Extrait à lire
Ce projet nous a également permis d’explorer des possibilités pour interagir avec une montre connectée, un objet petit et difficile à contrôler avec nos doigts. Nous avons pensé à utiliser le bracelet comme interface tactile, pour faire défiler l’écran de la montre. Ces petits objets très proches du corps, que l’on porte sur nous, vont continuer à se développer. On pourrait voir apparaître des bijoux connectés par exemple ! Certains chercheurs travaillent par exemple sur des interfaces projetées directement sur la peau pour interagir avec ce genre de petits dispositifs.
Les interfaces tangibles sont aussi une piste importante. L’idée est que tous les objets du quotidien peuvent virtuellement devenir interactifs, avec des interactions propres à leur fonction : plus besoin de chercher dans des menus, l’objet correspond à une fonction précise. Ces objets peuvent aussi changer de forme (shape changing interfaces). Dans ce champ de recherche, nous avons développé Versapen : c’est un stylo augmenté modulable. Il est constitué de modules que l’utilisateur peut agencer pour créer de nouvelles fonctions à l’objet, et chaque module est programmable par l’utilisateur. On a donc une interface tangible totalement personnalisable !

Extraits de données
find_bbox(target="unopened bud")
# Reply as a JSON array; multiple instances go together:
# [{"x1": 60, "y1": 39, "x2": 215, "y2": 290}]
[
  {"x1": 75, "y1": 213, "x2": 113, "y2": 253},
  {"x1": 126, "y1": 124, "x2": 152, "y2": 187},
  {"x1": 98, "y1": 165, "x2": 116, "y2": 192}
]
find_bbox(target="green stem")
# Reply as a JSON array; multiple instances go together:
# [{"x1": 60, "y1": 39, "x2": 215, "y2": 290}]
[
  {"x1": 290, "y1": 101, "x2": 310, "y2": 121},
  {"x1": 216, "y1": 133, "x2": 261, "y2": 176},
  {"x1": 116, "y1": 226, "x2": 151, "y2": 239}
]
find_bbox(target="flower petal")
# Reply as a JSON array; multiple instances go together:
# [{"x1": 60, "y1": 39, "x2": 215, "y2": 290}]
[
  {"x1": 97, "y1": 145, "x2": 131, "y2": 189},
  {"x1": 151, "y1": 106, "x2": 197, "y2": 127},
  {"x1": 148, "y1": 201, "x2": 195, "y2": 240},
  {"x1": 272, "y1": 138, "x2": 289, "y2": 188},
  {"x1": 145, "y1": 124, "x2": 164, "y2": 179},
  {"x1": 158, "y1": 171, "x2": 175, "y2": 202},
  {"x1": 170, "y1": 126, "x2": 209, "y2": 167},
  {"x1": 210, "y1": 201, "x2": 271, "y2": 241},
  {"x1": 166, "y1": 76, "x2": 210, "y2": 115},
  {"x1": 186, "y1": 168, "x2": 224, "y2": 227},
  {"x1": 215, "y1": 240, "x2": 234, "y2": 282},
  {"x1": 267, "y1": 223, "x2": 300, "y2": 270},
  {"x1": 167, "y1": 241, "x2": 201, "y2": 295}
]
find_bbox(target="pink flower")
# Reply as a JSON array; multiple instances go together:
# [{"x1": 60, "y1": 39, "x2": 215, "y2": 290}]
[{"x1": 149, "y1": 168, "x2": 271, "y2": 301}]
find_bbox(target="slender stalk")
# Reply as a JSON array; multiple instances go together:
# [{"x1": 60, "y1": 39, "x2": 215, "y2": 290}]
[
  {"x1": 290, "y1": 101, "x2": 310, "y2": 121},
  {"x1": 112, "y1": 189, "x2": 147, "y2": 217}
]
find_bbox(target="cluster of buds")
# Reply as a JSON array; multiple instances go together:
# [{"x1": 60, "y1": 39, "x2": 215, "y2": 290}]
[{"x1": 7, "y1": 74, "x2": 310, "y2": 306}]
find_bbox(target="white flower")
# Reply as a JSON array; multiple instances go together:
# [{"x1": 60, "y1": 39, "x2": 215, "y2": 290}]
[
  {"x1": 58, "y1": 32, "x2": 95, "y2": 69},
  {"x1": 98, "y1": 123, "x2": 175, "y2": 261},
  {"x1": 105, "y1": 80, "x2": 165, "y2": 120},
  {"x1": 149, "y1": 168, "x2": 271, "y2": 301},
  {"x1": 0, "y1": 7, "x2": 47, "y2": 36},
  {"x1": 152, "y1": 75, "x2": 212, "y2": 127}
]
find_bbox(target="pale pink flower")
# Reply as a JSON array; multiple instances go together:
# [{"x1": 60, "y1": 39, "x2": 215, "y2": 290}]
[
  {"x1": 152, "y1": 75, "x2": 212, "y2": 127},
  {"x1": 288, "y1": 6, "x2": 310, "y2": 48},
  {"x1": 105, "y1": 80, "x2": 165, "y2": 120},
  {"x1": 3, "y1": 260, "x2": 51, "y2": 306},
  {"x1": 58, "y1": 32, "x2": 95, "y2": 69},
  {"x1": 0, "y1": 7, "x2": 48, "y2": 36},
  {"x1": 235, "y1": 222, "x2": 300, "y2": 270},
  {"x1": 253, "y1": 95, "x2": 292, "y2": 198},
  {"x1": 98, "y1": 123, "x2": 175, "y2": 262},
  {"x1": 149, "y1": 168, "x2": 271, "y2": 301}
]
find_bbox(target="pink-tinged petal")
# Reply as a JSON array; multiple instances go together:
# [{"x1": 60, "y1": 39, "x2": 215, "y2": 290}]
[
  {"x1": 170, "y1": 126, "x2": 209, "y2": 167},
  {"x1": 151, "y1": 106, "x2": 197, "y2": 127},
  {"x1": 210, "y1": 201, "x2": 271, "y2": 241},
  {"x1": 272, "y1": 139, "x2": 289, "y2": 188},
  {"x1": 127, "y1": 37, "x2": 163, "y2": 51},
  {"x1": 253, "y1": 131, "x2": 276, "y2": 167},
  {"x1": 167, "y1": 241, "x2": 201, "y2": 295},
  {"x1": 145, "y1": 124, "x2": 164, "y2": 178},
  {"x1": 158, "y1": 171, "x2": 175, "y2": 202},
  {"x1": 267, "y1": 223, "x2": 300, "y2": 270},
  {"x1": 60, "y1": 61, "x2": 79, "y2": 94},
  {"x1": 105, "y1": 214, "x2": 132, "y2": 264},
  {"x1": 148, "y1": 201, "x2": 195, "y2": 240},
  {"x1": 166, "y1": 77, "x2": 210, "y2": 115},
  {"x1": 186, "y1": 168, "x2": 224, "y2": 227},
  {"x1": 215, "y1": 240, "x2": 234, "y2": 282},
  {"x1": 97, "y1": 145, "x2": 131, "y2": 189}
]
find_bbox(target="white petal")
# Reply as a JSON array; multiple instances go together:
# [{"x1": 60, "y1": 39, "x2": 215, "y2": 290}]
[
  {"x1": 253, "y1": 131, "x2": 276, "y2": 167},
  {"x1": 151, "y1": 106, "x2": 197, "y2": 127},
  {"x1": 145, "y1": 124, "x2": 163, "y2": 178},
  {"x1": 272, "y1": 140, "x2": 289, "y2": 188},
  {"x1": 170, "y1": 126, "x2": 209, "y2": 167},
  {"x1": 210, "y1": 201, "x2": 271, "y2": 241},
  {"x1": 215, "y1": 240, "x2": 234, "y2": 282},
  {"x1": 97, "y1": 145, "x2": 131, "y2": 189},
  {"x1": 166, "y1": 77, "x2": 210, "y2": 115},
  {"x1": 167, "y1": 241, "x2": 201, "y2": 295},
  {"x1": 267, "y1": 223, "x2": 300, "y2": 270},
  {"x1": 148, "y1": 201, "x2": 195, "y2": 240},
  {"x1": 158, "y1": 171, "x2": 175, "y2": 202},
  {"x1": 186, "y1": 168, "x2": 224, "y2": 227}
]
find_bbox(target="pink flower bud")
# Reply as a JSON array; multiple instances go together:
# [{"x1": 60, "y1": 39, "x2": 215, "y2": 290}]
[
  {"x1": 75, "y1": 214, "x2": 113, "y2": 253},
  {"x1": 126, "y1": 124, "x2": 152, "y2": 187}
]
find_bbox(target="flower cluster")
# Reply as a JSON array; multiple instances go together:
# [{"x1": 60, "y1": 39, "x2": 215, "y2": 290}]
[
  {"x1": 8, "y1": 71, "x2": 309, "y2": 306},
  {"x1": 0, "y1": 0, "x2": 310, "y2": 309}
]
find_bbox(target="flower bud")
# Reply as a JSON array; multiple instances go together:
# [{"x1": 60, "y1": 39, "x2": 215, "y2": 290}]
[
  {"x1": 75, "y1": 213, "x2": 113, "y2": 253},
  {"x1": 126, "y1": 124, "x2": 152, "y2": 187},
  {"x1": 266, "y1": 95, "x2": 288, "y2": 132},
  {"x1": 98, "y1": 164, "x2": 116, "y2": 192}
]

Exercice court
Prolongez le texte sur les montres connectées et les interfaces tangibles en reprenant juste après sa dernière phrase.

Résultat de l'exercice
Enfin, l’une des grandes révolutions dans les interfaces homme-machine, c’est la réalité augmentée. C’est une technologie récente, mais déjà fonctionnelle. Et les applications sont partout, dans le jeu vidéo comme dans de l’aide pendant des opérations de maintenance par exemple… A Télécom ParisTech, nous avons travaillé en collaboration avec EDF au développement de dispositifs de réalité augmentée. L’idée est de projeter des informations sur les commandes des tableaux de bord des centrales nucléaires, afin de guider les employés dans les opérations de maintenance.
Il est très probable que les réalités augmentées, virtuelles et mixtes, continuent à se développer dans les années qui viennent. Les GAFA (Google, Amazon, Facebook, Apple) investissent des sommes considérables dans ce domaine. Ces technologies ont déjà fait un bond énorme, et commencent réellement à se populariser… À mon sens, ce sera l’un des prochains sujets technologiques phares, au même titre que le big data ou l’intelligence artificielle le sont actuellement… Et en tant que chercheur spécialiste des interfaces homme-machine, cela me paraît important de se positionner sur cette thématique !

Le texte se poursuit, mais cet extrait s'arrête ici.